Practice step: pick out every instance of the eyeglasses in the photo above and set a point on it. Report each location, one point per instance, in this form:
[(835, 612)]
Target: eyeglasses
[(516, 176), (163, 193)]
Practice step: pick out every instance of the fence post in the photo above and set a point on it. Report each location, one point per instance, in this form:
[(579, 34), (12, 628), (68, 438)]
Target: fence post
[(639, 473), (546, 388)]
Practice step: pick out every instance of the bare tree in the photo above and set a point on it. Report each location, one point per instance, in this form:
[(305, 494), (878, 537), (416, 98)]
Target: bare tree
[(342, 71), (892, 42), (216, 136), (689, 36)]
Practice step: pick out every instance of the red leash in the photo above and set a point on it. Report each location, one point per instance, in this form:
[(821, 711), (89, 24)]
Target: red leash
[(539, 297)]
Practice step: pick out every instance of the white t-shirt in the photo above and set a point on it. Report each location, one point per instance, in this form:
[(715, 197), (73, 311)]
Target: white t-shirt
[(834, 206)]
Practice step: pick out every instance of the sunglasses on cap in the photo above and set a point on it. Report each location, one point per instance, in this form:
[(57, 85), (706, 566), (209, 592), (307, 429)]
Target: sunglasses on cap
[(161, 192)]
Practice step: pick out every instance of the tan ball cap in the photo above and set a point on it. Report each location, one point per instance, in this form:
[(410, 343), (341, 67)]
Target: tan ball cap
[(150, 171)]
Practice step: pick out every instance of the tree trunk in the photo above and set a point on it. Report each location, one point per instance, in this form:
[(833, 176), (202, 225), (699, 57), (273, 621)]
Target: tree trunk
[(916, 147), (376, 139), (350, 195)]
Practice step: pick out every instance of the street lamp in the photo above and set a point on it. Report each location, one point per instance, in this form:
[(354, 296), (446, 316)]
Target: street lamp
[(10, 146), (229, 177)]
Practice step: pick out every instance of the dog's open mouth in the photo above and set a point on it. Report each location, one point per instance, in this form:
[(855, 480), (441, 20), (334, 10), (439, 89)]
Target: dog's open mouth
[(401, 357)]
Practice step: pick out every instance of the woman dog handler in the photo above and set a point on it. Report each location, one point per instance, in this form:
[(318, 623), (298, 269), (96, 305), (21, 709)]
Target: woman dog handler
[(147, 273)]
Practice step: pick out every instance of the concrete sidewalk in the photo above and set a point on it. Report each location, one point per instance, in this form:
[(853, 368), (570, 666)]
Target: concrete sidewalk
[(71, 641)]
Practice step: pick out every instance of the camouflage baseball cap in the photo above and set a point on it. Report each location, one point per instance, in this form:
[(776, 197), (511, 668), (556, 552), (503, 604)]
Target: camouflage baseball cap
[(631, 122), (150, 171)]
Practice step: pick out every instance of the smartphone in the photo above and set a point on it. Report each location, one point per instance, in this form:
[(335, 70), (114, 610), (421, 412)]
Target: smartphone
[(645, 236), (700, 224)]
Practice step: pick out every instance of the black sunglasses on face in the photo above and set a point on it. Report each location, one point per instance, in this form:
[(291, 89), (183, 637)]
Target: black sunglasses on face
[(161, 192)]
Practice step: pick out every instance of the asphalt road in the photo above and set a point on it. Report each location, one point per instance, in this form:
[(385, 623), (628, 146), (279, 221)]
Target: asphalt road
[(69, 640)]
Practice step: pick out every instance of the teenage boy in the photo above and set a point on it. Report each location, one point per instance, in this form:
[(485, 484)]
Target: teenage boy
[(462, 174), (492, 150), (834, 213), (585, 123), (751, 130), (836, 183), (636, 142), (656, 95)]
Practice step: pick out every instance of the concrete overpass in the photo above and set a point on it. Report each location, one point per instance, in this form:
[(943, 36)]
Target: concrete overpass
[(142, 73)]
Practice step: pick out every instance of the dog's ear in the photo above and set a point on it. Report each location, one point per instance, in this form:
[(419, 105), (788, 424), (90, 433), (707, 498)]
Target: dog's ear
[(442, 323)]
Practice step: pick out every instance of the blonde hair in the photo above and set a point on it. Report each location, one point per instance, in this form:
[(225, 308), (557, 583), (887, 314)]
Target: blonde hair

● ● ● ● ●

:: GOAL ::
Nothing in the listing may be changed; retype it all exactly.

:: RESPONSE ::
Practice step: pick out every instance of the eyeglasses in the photo above and set a point on it. Report each location, one point per instance, in this form:
[(835, 612)]
Target: eyeglasses
[(516, 176), (163, 193)]
Practice step: pick out every instance of the fence post in the photo above and set a point on it. Report each location, one point per instance, in this form:
[(579, 34), (12, 628), (68, 438)]
Target: fence post
[(639, 473), (546, 388)]
Practice step: pick out every instance of the bare tree in the photo above and set a point on it. Report each location, one point per instance, in this form:
[(305, 494), (878, 537), (416, 98)]
Target: bare tree
[(342, 71), (892, 42), (216, 136), (689, 36)]
Practice step: pick out every instance of the red leash in the photo above and set a point on it. Report each location, one point per instance, in this form:
[(821, 711), (89, 24)]
Target: red leash
[(539, 297)]
Practice step: pick out every instance of the white t-shirt in the photo above and set a point on it. Report each location, one point per instance, in this form:
[(715, 197), (73, 311)]
Target: white t-shirt
[(834, 206)]
Practice step: pick out every instance of the sunglasses on cap in the photo above and set a point on it. Report each location, one point per instance, in this form:
[(57, 85), (706, 566), (209, 592), (307, 429)]
Target: sunglasses on cap
[(161, 192)]
Practice step: pick out every instance of the tan ball cap in the photo above and set a point on it. Report each location, one point per instance, in this form:
[(410, 343), (341, 67)]
Target: tan ball cap
[(150, 171)]
Practice step: pick out every instance of the tree trunk in the photo above and set a point on it. Report each location, one point per instance, in this form:
[(833, 176), (202, 225), (699, 57), (273, 621)]
Target: tree trunk
[(916, 147), (376, 139), (350, 195)]
Practice step: pick out every instance of the street lamp in the photo above and set a point on it. Report each location, one point per instance, in this form:
[(354, 296), (446, 316)]
Target: street lamp
[(10, 146), (229, 177)]
Practice step: pick out every instance of the dog's open mouth in the photo above and set a point on it. Report each location, one point per instance, in this form:
[(855, 480), (441, 20), (334, 10), (439, 89)]
Target: dog's open mouth
[(401, 357)]
Practice step: pick out every instance of the woman dog handler in the photo above and set a point on it. Report each location, one point per instance, in this form:
[(318, 623), (298, 269), (96, 305), (21, 709)]
Target: woman dog handler
[(147, 273)]
Practice step: pick out every instance of the concrete sidewalk in the photo above and set a point on it. Report each location, one point per instance, in this form:
[(853, 368), (570, 666)]
Target: concrete sidewalk
[(71, 641)]
Practice step: pick out every instance of the camouflage baseball cap in the photo above and set a point on it. Report each location, one point per instance, in this form:
[(776, 197), (511, 668), (556, 552), (503, 604)]
Target: camouflage baseball cap
[(631, 122), (150, 171)]
Practice step: pick out every instance of the smartphone in the photo above and set a point on it. Report each location, one point per instance, in this form:
[(335, 70), (114, 610), (421, 412)]
Target: smartphone
[(645, 236), (700, 224)]
Practice step: pick out every instance of the black sunglasses on face in the photo above and set a point on it. Report each location, one point per instance, in this form:
[(291, 89), (183, 637)]
Target: black sunglasses on face
[(161, 192)]
Practice step: pick out every instance of the asphalt road in the photo above and set a point on it. Report each location, one point per instance, in this form:
[(385, 623), (628, 146), (279, 221)]
Target: asphalt road
[(69, 640)]
Practice step: pick out every instance of the teenage boy in the photo above and set a point on it. Report each location, one point per instance, in this form:
[(485, 484)]
Target: teenage boy
[(462, 174), (492, 150), (834, 213), (585, 123), (751, 130), (836, 183), (636, 142), (656, 95)]
Practice step: pick out every instance of the concrete overpass in the photo above and set a point on it. Report each location, one point per instance, in this form:
[(943, 36)]
Target: concrete overpass
[(142, 73)]
Practice step: pick out every instance of the dog's ear in the photo above and set a point on it. Report each location, one point per instance, in this form:
[(419, 105), (788, 424), (90, 433), (707, 498)]
Target: dog's ear
[(442, 323)]
Practice step: pick out every instance of the blonde hair in the photo above and set a point on it. Report each location, one point per instance, in this form:
[(225, 308), (557, 583), (887, 314)]
Target: blonde hair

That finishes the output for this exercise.